__Given task__: Format every line of the entries below as a Markdown table with two columns, Row and Text. Number the lines in Row and leave out any blank lines.

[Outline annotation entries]
━━━

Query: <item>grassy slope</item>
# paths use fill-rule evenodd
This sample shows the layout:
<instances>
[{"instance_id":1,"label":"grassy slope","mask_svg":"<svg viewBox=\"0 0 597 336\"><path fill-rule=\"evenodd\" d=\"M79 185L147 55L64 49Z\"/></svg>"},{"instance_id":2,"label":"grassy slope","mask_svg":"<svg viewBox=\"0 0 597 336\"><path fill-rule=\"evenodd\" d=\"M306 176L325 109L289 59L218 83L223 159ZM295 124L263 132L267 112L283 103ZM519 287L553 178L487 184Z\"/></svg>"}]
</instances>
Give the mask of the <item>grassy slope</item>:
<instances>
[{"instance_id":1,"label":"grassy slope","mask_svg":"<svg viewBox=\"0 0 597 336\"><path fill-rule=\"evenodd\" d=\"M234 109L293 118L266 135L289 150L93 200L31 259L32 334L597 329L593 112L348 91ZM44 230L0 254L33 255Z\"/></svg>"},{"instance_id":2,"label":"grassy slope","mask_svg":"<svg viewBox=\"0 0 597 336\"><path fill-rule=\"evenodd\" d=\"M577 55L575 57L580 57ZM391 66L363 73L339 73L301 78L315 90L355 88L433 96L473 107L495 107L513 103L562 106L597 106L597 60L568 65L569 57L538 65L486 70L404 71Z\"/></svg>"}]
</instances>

━━━

__Written answer__:
| Row | Text |
|---|---|
| 1 | Query: <item>grassy slope</item> |
| 2 | # paths use fill-rule evenodd |
| 3 | This sample shows the layout: |
| 4 | <instances> |
| 5 | [{"instance_id":1,"label":"grassy slope","mask_svg":"<svg viewBox=\"0 0 597 336\"><path fill-rule=\"evenodd\" d=\"M79 185L147 55L64 49Z\"/></svg>"},{"instance_id":2,"label":"grassy slope","mask_svg":"<svg viewBox=\"0 0 597 336\"><path fill-rule=\"evenodd\" d=\"M306 176L325 109L289 59L218 83L223 159ZM295 124L263 132L267 112L283 103ZM519 287L553 178L487 184Z\"/></svg>"}] |
| 6 | </instances> |
| 7 | Give the mask of the <item>grassy slope</item>: |
| 8 | <instances> |
| 9 | [{"instance_id":1,"label":"grassy slope","mask_svg":"<svg viewBox=\"0 0 597 336\"><path fill-rule=\"evenodd\" d=\"M234 109L293 118L266 135L289 150L93 200L31 259L32 334L597 329L593 112L348 91ZM44 230L0 254L33 255Z\"/></svg>"},{"instance_id":2,"label":"grassy slope","mask_svg":"<svg viewBox=\"0 0 597 336\"><path fill-rule=\"evenodd\" d=\"M577 55L575 57L580 57ZM391 66L363 73L339 73L301 78L315 90L355 88L433 96L473 107L495 107L513 103L562 106L597 106L597 60L568 65L569 57L538 65L486 70L404 71Z\"/></svg>"}] |
| 10 | </instances> |